### WORK REQUEST
Below are the records. List every line holding the word "woodland".

*** Opening of RECORD EXTRACTS ***

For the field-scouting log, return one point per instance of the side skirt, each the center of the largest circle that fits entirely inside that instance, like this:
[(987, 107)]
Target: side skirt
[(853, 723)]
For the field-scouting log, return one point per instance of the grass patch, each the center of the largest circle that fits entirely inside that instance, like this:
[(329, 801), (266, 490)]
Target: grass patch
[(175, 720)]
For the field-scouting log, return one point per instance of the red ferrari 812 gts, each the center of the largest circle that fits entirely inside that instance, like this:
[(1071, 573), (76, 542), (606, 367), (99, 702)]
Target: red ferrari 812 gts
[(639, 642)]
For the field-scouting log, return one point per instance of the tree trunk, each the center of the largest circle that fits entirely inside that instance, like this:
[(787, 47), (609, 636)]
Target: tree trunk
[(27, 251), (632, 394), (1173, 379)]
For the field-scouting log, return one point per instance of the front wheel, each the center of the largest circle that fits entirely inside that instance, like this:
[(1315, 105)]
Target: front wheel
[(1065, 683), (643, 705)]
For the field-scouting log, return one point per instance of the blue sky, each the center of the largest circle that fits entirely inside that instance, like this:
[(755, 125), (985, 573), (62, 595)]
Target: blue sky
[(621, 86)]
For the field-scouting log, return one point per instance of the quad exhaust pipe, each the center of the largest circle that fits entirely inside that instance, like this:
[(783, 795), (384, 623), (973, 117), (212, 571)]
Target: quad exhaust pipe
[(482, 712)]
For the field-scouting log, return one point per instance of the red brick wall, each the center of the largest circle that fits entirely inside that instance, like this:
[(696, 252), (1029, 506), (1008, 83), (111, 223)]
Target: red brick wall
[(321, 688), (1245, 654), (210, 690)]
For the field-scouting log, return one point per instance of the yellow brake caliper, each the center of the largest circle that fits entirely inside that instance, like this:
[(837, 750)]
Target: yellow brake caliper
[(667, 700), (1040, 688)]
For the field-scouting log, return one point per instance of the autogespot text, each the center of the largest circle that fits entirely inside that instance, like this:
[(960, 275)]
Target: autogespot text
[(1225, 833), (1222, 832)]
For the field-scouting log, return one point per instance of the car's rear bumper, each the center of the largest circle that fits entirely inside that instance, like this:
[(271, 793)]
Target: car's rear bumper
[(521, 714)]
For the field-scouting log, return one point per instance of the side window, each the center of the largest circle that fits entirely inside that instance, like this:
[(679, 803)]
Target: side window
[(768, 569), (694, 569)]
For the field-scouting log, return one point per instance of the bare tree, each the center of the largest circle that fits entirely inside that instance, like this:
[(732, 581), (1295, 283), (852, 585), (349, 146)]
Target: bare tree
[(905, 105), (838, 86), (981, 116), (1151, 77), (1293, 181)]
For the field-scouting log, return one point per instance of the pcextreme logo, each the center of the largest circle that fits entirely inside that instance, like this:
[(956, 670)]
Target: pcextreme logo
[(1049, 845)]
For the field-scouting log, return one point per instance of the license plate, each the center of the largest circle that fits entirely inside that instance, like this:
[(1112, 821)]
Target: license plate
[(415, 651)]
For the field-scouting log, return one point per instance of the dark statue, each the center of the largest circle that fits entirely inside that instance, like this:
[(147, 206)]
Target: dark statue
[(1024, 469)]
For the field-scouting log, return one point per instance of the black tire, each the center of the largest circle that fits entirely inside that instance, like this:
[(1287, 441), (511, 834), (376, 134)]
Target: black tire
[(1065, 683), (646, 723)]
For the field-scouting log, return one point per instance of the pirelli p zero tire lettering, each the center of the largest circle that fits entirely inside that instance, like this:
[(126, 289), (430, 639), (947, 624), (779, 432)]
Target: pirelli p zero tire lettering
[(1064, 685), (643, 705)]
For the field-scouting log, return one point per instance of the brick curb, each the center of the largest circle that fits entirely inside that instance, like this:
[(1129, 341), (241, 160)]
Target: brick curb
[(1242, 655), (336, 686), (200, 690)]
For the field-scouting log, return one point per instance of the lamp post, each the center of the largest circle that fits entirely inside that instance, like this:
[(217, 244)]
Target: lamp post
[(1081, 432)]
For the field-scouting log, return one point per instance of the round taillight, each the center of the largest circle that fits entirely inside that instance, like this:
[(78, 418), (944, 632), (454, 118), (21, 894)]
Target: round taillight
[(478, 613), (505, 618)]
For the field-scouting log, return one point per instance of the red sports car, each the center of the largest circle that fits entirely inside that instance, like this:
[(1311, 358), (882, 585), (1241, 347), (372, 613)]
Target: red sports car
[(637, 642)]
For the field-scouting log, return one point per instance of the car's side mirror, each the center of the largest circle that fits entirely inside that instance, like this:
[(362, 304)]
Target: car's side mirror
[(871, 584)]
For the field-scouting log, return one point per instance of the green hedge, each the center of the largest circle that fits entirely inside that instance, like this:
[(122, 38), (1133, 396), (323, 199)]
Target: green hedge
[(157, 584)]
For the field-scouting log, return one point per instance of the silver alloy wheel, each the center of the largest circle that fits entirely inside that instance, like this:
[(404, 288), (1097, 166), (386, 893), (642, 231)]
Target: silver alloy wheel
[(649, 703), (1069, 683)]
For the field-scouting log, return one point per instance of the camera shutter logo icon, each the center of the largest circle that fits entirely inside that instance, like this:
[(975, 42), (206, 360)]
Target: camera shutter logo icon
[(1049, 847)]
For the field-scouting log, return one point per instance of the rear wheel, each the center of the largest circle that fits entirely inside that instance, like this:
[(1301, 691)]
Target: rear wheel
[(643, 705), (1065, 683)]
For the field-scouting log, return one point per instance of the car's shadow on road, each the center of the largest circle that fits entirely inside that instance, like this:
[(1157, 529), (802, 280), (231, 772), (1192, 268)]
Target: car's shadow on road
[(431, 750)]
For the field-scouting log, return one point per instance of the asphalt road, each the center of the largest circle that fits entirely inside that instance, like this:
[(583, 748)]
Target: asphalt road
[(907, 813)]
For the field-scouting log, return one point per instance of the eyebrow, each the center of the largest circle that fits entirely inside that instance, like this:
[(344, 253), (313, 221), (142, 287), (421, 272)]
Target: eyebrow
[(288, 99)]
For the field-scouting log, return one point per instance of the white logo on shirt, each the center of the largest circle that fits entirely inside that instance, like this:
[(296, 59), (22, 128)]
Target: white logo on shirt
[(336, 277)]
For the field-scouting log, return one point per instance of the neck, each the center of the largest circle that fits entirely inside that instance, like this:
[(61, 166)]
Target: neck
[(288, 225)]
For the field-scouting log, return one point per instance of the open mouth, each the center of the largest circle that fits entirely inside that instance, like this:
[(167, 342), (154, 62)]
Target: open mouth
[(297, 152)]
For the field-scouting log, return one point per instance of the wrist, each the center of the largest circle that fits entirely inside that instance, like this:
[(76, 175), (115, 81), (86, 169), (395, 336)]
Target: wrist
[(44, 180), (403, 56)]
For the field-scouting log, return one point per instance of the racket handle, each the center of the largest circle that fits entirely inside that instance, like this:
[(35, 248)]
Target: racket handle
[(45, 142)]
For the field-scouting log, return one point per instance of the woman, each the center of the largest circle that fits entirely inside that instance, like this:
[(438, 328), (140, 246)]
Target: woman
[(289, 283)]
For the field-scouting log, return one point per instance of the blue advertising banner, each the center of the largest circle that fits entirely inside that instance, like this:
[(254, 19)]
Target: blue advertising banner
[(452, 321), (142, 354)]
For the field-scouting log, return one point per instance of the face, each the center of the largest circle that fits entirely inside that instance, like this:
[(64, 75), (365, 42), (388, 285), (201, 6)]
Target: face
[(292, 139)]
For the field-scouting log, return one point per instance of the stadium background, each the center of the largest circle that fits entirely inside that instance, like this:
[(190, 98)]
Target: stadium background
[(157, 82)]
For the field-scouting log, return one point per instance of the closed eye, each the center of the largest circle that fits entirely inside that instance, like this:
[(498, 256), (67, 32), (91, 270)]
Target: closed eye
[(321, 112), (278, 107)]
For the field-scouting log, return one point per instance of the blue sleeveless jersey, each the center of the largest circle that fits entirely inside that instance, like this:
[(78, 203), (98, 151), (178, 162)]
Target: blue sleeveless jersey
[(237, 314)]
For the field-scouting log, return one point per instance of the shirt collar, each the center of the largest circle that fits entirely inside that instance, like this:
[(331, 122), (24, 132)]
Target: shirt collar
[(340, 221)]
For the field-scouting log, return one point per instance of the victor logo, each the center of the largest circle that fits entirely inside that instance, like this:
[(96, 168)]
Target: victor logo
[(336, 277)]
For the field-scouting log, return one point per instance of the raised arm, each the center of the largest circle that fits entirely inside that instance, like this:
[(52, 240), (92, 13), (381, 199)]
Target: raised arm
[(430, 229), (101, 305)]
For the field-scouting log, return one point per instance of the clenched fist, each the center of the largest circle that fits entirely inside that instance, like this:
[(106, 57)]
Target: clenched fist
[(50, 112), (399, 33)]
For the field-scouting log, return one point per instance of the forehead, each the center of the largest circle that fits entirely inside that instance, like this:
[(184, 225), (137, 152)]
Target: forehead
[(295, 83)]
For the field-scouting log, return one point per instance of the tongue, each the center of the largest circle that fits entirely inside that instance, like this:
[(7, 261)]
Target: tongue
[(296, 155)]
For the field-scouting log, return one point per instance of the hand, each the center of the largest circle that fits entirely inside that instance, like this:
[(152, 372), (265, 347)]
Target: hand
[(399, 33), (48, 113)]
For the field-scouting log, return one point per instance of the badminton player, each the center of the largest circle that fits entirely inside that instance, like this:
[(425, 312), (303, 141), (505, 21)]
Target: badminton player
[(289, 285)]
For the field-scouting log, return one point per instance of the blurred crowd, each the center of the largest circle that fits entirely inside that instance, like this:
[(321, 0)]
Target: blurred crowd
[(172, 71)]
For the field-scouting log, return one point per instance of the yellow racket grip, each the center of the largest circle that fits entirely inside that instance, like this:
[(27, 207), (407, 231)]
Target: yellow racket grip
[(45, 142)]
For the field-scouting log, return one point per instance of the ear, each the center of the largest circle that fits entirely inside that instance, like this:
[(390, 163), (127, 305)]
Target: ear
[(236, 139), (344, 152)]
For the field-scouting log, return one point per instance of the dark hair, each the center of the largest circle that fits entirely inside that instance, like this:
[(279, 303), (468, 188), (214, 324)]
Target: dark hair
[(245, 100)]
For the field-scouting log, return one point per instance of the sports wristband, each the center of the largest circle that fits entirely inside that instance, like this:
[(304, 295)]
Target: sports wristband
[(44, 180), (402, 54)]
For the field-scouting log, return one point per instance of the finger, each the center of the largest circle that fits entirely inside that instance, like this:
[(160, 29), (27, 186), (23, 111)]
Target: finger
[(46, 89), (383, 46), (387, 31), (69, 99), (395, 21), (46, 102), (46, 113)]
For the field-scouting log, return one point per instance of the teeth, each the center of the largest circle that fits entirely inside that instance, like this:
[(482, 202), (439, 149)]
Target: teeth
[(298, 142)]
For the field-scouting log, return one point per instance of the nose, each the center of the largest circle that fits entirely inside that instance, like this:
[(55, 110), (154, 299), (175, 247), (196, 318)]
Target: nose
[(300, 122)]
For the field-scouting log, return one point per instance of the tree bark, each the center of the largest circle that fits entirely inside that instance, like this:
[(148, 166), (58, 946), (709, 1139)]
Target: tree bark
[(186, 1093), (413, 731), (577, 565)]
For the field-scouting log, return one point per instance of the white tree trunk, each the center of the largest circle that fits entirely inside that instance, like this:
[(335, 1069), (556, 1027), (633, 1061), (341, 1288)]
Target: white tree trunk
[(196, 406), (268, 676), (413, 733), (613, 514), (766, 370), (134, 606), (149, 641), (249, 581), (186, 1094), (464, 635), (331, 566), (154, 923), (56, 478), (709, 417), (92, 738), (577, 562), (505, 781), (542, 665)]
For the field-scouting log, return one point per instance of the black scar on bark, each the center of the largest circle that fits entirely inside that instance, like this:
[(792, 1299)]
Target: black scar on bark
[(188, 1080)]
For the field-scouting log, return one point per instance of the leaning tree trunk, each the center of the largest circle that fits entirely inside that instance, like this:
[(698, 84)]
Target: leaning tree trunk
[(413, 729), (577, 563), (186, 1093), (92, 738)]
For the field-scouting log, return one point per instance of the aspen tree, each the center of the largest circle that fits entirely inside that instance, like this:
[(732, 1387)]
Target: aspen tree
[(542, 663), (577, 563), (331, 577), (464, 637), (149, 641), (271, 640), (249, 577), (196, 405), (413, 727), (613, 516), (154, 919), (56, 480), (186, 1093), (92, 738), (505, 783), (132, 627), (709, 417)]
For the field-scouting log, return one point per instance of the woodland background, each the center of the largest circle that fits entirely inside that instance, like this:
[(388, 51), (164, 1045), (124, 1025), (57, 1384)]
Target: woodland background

*** Close of RECORD EXTRACTS ***

### RESPONSE
For the field-scouting log, return one point per instance of the woodland background, each the center of the largest circle that fits entirely inside that instance, like this:
Target: woodland background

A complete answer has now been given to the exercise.